What to do —
a) Please retype the part of the PTED study text starting at "To sum up, PTED" and ending at "methods in the treatment of LLRS.".
b) Answer these from the PTED study text:
(i) How many patients were in the study population?
(ii) What diameter of trephine was used for the procedure?
(iii) How long did treatment take to give satisfactory results for patients with residual nerve symptoms?

Text section —
The 108 patients in our study population had good postoperative results without related complications such as spinal instability, dural leakage and vascular nerve damage. The indexes of this group of patients 3 months and 2 days after operation were significantly better than those 1 day before the operation, indicating the statistically significant difference (p ≤ 0.05). However, there was no significant difference between the 2 groups in the average of the indicators on the 2nd day after the surgery due to incision pain and soft tissue spasm (p > 0.05). Most patients felt apparent relief after the surgery. Regarding some patients with residual nerve symptoms, such as numbness and pain in the lower limbs, it is believed that the edema and inflammation caused by the disturbance of the nerve roots appeared during the operation. Satisfactory results were obtained after 2–3 weeks of treatment with dehydration, low-dose hormones and non-steroidal anti-inflammatory drugs. Although there was a certain complication rate reported in the past, a certain treatment was given in time, such as rehabilitation physiotherapy, hormone shock, and others, and the follow-up treatment effect was satisfactory.
There are some limitations that need to be acknowledged and addressed regarding the present study. The first one concerns the small number of study group. Although our approach might not have been optimal, it enabled us to objectively evaluate the effectiveness of PTED in patients with LLRS. Because the results of the study were very consistent and showed a small standard deviation, this study might have scientific meaning despite the small number of participants. Second, due to the heterogeneity of the surgical techniques used and the experience of the surgeons, the findings could not have been simply generalized beyond the study group.
To sum up, PTED (performed with the aid of 7.6 mm-diameter trephine) has a satisfactory clinical effect in the treatment of LLRS. The use of a 7.6 mm trephine for foraminoplasty can improve the efficiency of foraminoplasty without reducing the stability of the lumbar spine. The PTED (performed with the aid of 7.6 mm trephine) is one of the safe and effective surgical methods in the treatment of LLRS.

Available data —
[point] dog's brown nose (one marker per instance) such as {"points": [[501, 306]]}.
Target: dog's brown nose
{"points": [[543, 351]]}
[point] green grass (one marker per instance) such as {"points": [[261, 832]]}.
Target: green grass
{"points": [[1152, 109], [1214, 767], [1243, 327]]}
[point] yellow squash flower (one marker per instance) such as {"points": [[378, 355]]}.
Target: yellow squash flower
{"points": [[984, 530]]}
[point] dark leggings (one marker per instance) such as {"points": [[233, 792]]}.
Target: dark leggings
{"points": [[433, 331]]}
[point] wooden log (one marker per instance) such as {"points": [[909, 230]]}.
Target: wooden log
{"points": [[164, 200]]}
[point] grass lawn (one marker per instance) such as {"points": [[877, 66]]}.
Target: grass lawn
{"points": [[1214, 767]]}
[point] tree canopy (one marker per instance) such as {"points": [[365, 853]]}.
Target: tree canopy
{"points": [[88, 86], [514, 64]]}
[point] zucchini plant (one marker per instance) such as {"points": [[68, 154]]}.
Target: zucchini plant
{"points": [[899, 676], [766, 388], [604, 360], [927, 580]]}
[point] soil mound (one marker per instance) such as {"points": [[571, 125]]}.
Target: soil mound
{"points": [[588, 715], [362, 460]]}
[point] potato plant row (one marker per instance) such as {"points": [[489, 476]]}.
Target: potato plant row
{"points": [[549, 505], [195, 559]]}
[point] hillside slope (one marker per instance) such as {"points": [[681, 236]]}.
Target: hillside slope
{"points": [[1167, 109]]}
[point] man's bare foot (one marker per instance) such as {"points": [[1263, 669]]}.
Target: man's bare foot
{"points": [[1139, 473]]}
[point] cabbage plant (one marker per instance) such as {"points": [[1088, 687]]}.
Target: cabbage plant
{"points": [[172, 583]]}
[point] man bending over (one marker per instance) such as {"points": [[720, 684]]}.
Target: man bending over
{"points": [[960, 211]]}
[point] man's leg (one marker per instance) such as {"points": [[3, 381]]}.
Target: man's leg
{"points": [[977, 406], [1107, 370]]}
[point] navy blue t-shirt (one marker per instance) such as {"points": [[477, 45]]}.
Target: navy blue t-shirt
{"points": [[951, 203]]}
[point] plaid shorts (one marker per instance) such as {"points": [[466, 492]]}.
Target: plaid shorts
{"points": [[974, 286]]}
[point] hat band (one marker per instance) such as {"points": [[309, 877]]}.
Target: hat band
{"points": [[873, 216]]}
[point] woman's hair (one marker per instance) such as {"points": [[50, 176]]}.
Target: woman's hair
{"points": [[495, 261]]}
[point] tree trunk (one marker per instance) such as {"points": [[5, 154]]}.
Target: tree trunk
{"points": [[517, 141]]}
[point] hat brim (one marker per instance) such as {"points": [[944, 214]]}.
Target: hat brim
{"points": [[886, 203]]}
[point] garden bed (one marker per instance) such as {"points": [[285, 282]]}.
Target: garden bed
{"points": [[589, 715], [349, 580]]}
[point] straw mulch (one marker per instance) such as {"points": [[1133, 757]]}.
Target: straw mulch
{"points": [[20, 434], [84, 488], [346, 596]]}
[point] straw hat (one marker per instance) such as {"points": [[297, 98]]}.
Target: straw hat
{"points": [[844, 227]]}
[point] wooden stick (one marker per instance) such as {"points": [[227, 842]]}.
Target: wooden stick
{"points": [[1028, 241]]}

Results —
a)
To sum up, PTED (performed with the aid of 7.6 mm-diameter trephine) has a satisfactory clinical effect in the treatment of LLRS. The use of a 7.6 mm trephine for foraminoplasty can improve the efficiency of foraminoplasty without reducing the stability of the lumbar spine. The PTED (performed with the aid of 7.6 mm trephine) is one of the safe and effective surgical methods in the treatment of LLRS.

b)
(i) 108
(ii) 7.6 mm
(iii) 2–3 weeks